◆ PASSAGE SHOWN ◆

As a percentage of merchandise and other sales, cost of sales increased by 12.9
percentage points from 53.8% for the nine months ended October 31, 1995 to 66.7%
for the nine months ended October 31, 1996. This was primarily due to the
acquisition of the franchise business which was owned for the entire nine month
period ended October 31, 1996 as compared to approximately 3.5 months during the
nine month period ended October 31, 1995. Sales to franchisees are made at
substantially lower margins than retail sales.
-11-
<PAGE> 12
WEST COAST ENTERTAINMENT CORPORATION
RESULTS OF OPERATIONS (continued)
- ---------------------
Amortization of Videocassette and Video Game Rental Inventory
- -------------------------------------------------------------
Amortization of videocassette and video game rental inventory increased by $5.5
million, or 366.7%, from $1.5 million for the nine months ended October 31, 1995
to $7.0 million for the nine months ended October 31, 1996, primarily as a
result of the acquisition of the 193 video specialty stores which were acquired
since May 17, 1996. As a percentage of rental revenues this amortization
decreased 1.7 percentage points from 22.4% for the nine months ended October
31, 1995 to 20.7% for the nine months ended October 31,1996. This is primarily
due to the bulk purchases of used tapes acquired in conjunction with the 193
video specialty stores acquired since May 17, 1996 as more fully explained in
Note 4 to the Consolidated Financial Statements.

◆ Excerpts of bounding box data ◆
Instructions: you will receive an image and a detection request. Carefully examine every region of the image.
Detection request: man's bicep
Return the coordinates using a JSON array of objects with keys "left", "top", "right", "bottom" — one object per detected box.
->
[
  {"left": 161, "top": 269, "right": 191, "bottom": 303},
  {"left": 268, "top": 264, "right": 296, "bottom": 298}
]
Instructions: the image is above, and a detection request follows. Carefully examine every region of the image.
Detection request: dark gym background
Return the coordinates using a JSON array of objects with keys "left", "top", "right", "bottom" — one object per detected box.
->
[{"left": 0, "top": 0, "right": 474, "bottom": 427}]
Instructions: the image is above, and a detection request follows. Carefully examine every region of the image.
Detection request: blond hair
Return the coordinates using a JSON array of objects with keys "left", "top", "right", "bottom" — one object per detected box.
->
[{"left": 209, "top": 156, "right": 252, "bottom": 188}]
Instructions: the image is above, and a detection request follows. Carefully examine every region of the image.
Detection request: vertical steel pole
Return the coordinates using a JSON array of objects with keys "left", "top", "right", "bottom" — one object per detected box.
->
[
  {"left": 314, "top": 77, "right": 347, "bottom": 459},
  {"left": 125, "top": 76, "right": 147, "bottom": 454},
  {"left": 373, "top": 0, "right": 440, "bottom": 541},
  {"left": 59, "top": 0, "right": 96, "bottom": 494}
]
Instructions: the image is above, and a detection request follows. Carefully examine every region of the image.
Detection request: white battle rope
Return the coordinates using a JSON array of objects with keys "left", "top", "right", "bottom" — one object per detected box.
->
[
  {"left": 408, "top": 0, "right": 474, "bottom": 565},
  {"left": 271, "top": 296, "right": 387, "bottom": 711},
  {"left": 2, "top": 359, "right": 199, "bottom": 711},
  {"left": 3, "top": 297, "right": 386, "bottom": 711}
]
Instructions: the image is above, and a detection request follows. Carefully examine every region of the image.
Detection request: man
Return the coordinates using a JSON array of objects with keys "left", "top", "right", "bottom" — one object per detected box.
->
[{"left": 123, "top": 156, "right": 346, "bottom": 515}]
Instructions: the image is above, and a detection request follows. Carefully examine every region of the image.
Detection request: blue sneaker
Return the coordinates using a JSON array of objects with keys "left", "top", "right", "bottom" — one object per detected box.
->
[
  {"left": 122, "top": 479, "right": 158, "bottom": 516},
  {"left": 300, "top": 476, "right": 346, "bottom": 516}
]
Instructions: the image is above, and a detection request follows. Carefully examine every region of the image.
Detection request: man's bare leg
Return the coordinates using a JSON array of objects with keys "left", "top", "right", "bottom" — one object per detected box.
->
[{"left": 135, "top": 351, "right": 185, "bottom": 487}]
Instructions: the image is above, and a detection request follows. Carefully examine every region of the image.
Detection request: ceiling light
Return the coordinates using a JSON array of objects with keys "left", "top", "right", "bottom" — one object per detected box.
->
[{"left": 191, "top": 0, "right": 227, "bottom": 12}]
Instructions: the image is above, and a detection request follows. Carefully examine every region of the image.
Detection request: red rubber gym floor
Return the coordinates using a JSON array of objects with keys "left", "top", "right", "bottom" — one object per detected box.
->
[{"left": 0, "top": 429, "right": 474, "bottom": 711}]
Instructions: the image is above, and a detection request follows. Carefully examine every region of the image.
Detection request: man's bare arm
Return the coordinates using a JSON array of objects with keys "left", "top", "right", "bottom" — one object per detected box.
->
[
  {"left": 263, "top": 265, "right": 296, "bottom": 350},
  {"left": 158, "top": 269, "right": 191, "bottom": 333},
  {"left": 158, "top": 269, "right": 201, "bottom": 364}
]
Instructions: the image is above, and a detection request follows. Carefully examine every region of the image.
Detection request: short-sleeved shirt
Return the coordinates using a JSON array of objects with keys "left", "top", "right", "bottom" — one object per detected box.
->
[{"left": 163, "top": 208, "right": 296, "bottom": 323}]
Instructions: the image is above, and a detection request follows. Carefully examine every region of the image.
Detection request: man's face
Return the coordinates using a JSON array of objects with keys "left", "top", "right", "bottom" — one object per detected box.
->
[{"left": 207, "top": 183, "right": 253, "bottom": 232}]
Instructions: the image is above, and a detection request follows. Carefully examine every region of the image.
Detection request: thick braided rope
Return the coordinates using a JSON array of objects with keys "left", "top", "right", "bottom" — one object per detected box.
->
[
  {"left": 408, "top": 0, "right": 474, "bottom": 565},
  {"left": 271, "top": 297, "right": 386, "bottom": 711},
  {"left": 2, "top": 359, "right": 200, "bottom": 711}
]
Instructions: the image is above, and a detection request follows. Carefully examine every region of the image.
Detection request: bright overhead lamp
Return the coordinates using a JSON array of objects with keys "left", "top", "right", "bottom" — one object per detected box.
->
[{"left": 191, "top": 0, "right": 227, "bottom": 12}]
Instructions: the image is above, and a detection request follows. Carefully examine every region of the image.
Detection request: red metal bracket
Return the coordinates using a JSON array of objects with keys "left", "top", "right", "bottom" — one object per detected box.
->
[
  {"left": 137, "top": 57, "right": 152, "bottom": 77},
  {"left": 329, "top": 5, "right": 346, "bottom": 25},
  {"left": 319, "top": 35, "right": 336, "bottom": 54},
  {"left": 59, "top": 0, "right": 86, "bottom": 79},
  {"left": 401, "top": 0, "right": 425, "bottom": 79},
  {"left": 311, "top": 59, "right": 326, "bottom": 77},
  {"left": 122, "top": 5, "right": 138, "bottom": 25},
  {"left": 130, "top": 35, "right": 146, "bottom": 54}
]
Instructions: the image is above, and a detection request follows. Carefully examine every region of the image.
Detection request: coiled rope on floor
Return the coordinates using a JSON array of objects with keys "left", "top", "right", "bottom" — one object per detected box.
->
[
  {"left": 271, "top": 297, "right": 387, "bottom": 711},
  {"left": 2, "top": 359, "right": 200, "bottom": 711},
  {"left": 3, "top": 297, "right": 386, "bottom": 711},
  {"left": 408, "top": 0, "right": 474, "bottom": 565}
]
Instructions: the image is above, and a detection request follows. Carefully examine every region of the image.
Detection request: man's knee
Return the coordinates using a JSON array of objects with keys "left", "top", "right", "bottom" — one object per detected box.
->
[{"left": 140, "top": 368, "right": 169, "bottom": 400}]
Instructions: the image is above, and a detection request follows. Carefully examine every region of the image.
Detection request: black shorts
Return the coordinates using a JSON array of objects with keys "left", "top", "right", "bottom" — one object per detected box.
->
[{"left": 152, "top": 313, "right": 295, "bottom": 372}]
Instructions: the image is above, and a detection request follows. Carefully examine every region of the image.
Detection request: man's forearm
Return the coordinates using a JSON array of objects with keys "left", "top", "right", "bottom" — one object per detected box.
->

◆ SET OF TASKS ◆
[a] Which percentages written with a % sign appear in the West Coast Entertainment operating results passage?
[b] According to the West Coast Entertainment operating results passage, how many video specialty stores were acquired since May 17, 1996?
[c] Extend the West Coast Entertainment operating results passage, picking up right after its sentence about Note 4 to the Consolidated Financial Statements.

◆ ANSWER LIST ◆
[a] 53.8%, 66.7%, 366.7%, 22.4%, 20.7%

[b] 193

[c]
General and Administrative Expense
- ----------------------------------
General and administrative expenses increased $5.4 million, or 245.5%, from $2.2
million for the nine months ended October 31, 1995 to $7.6 million for the
nine months ended October 31, 1996. The increase is primarily related to the
additional personnel and non-store operating costs which were absorbed from
the acquisitions of the 193 video specialty stores and the franchise business.
As a percentage of total revenues, however, general and administrative
expenses decreased 4.5 percentage points from 22.4% for the nine months ending
October 31, 1995 to 17.9% for the nine months ending October 31, 1996
reflecting the ability of the Company's administrative staff to operate an
increasing number of corporate stores, as well as a change in the mix of
rental revenues and merchandise sales (which have lower general and
administrative costs than franchise fees) and franchise fees.
Intangible Amortization
- -----------------------
Intangible amortization expense increased $1.9 million, or 1900.0%, from $0.1
million for the nine months ended October 31, 1995 to $2.0 million for the nine
months ended October 31, 1996. As a percentage of total revenues, intangible
amortization increased 3.5 percentage points from 1.2 for the nine months ended
October 31, 1995 to 4.7% for the nine months ended October 31, 1996. These
increases are entirely related to amortization of goodwill associated with the
acquisition of the 193 video specialty stores since May 17, 1996.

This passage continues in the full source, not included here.